+++ Records for the exercise +++
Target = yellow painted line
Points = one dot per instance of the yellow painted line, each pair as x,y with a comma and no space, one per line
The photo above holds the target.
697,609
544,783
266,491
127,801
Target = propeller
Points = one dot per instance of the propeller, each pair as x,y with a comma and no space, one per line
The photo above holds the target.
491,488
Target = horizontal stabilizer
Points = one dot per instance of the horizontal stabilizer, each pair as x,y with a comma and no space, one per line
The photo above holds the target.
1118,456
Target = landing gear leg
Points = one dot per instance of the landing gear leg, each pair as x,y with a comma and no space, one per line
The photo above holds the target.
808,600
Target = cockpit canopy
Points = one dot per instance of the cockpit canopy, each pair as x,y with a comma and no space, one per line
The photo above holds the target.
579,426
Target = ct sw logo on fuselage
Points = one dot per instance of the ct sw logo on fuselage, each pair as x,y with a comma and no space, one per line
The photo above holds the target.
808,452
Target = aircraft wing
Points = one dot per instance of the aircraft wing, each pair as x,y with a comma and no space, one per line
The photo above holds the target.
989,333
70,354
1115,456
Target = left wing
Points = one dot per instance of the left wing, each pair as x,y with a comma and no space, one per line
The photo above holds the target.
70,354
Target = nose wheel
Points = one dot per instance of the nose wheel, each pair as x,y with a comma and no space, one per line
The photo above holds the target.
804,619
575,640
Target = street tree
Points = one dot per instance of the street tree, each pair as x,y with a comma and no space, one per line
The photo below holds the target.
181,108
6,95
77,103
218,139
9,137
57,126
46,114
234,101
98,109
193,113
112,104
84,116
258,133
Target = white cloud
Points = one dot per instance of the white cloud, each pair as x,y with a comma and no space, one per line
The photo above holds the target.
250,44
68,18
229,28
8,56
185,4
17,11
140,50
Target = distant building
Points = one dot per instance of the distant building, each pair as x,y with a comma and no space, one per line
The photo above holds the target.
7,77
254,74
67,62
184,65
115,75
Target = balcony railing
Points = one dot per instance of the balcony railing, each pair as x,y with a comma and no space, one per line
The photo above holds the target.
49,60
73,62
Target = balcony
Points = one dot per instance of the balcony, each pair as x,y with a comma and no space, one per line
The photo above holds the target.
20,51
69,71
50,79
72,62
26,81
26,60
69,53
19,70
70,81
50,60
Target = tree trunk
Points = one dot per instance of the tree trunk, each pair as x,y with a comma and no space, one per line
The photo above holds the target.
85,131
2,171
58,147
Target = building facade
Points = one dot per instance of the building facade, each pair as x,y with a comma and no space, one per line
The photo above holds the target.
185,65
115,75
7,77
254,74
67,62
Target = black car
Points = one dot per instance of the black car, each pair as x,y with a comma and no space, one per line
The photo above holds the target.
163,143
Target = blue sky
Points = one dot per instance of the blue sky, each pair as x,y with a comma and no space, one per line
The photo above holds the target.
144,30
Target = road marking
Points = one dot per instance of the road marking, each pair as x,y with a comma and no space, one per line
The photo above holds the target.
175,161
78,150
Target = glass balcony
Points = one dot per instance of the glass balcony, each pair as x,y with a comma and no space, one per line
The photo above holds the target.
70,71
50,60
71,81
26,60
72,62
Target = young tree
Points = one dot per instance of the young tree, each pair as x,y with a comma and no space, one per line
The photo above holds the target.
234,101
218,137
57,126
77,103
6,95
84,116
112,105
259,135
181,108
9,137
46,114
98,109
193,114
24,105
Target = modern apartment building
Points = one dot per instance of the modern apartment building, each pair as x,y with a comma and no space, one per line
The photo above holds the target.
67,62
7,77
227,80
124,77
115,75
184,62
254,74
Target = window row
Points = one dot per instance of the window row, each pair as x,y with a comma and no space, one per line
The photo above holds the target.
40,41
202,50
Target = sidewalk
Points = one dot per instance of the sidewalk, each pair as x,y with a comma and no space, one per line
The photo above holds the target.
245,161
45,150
+++
> **Goal**
Convert all of the data above into a Markdown table with the columns "Row" and "Text". Each nonblank line gets its own row number and appears in full in the second column.

> **Answer for this exercise**
| Row | Text |
|---|---|
| 1 | Target = yellow painted line |
| 2 | Points = one dot per instance of the yellow painted line, each pair as x,y with a comma and no space, one per line |
| 3 | The photo above holds the target. |
| 4 | 697,609 |
| 5 | 544,783 |
| 6 | 266,491 |
| 7 | 127,801 |
| 8 | Target = propeller |
| 9 | Points = one dot per instance of the propeller, each pair as x,y with a comma and no space, one per line |
| 10 | The photo above holds the target. |
| 11 | 491,488 |
| 12 | Target = horizontal stabilizer |
| 13 | Points = one dot per instance of the horizontal stabilizer, each pair as x,y with a comma and no space, one per line |
| 14 | The photo above holds the target. |
| 15 | 1118,456 |
| 16 | Target = landing gear leg |
| 17 | Points = one dot per instance of the landing gear leg, each pair as x,y with a comma and no space, one per line |
| 18 | The photo above holds the target. |
| 19 | 808,600 |
| 20 | Target = cockpit canopy |
| 21 | Points = one dot per instance of the cockpit canopy, each pair as x,y with a comma and no space, one per line |
| 22 | The photo above holds the target. |
| 23 | 579,426 |
| 24 | Target = ct sw logo on fuselage |
| 25 | Points = one dot per instance of the ct sw logo on fuselage, each pair as x,y with a comma and no space, one per line |
| 26 | The photo above holds the target. |
| 27 | 808,452 |
| 28 | Target = aircraft wing |
| 29 | Points = one dot per instance of the aircraft wing, each pair as x,y with a comma and no space, one per line |
| 30 | The photo above holds the target. |
| 31 | 989,333 |
| 32 | 70,354 |
| 33 | 1115,456 |
| 34 | Target = left wing |
| 35 | Points = one dot per instance of the left wing, each pair as x,y with a comma and no space, one per line |
| 36 | The photo above holds the target. |
| 37 | 70,354 |
| 38 | Target = nose wheel |
| 39 | Points = one dot per instance of the nose wheel, each pair as x,y with a comma and no space, one per line |
| 40 | The photo above holds the target. |
| 41 | 804,619 |
| 42 | 575,640 |
| 43 | Target = street tree |
| 44 | Points = one dot per instance of the street tree, each pair as x,y with a comma and no space, one per line |
| 45 | The photo below holds the target. |
| 46 | 181,108 |
| 47 | 6,95 |
| 48 | 77,103 |
| 49 | 218,139 |
| 50 | 9,137 |
| 51 | 57,126 |
| 52 | 46,114 |
| 53 | 234,101 |
| 54 | 98,109 |
| 55 | 193,113 |
| 56 | 112,104 |
| 57 | 84,116 |
| 58 | 258,133 |
| 59 | Target = white cloud |
| 60 | Points = one dot per instance of the white cloud, each pair as x,y with a comma and no space, one per line |
| 61 | The photo above holds the target. |
| 62 | 250,44 |
| 63 | 68,18 |
| 64 | 229,28 |
| 65 | 8,56 |
| 66 | 185,4 |
| 67 | 17,11 |
| 68 | 140,50 |
| 69 | Target = distant building |
| 70 | Points = one dot per instance of the distant building, each pair as x,y with a comma and no space, one per line |
| 71 | The photo above holds the target. |
| 72 | 7,77 |
| 73 | 254,74 |
| 74 | 67,62 |
| 75 | 184,65 |
| 76 | 115,75 |
| 77 | Target = balcony railing |
| 78 | Points = one dot per instance of the balcony railing, each pair as x,y with a comma and no space, one per line |
| 79 | The photo above holds the target. |
| 80 | 49,60 |
| 81 | 73,62 |
| 82 | Target = balcony |
| 83 | Points = one dot per instance of the balcony, each pair as x,y with a comma and no space, one per line |
| 84 | The photo above holds the target. |
| 85 | 20,51 |
| 86 | 69,71 |
| 87 | 50,79 |
| 88 | 72,62 |
| 89 | 26,81 |
| 90 | 26,60 |
| 91 | 69,53 |
| 92 | 19,70 |
| 93 | 70,81 |
| 94 | 50,60 |
| 95 | Target = tree trunk |
| 96 | Points = one dot per instance of the tree trunk, each pair as x,y with a comma and no space, one per line |
| 97 | The photo above holds the target. |
| 98 | 85,131 |
| 99 | 2,171 |
| 100 | 58,147 |
| 101 | Target = building facade |
| 102 | Points = one dot per instance of the building facade, each pair as x,y with a comma and no space, one per line |
| 103 | The photo above holds the target. |
| 104 | 185,65 |
| 105 | 115,75 |
| 106 | 7,77 |
| 107 | 254,74 |
| 108 | 67,62 |
| 109 | Target = black car |
| 110 | Points = one dot per instance of the black car, each pair as x,y with a comma and no space, one per line |
| 111 | The photo above holds the target. |
| 112 | 163,143 |
| 113 | Target = blue sky |
| 114 | Points = one dot per instance of the blue sky, each pair as x,y with a comma and no space, one per line |
| 115 | The photo above holds the target. |
| 116 | 144,30 |
| 117 | Target = road marking |
| 118 | Points = one dot per instance of the road marking, each pair as x,y with a comma and no space, one per line |
| 119 | The photo above holds the target. |
| 120 | 175,161 |
| 121 | 78,150 |
| 122 | Target = glass balcony |
| 123 | Points = one dot per instance of the glass balcony, each pair as x,y with a comma and no space, one per line |
| 124 | The photo above holds the target. |
| 125 | 70,71 |
| 126 | 50,60 |
| 127 | 71,81 |
| 128 | 26,60 |
| 129 | 72,62 |
| 130 | Target = young tree |
| 131 | Points = one dot per instance of the young tree, each pair as x,y with a comma and no space, one per line |
| 132 | The photo above holds the target. |
| 133 | 234,101 |
| 134 | 218,137 |
| 135 | 57,126 |
| 136 | 77,103 |
| 137 | 6,95 |
| 138 | 84,116 |
| 139 | 112,105 |
| 140 | 259,135 |
| 141 | 181,108 |
| 142 | 9,137 |
| 143 | 46,114 |
| 144 | 98,109 |
| 145 | 193,114 |
| 146 | 24,105 |
| 147 | Target = modern apartment building |
| 148 | Points = one dot per instance of the modern apartment building, each pair as x,y with a comma and no space, one per line |
| 149 | The photo above holds the target. |
| 150 | 67,62 |
| 151 | 7,77 |
| 152 | 227,80 |
| 153 | 124,77 |
| 154 | 115,75 |
| 155 | 184,62 |
| 156 | 254,74 |
| 157 | Target = window row |
| 158 | Points = one dot per instance of the window row, each pair as x,y with a comma and no space, one per line |
| 159 | The photo above holds the target. |
| 160 | 40,41 |
| 161 | 202,50 |
| 162 | Target = sidewalk |
| 163 | Points = one dot per instance of the sidewalk, each pair as x,y with a comma and no space, one per line |
| 164 | The photo above holds the target. |
| 165 | 245,161 |
| 166 | 45,150 |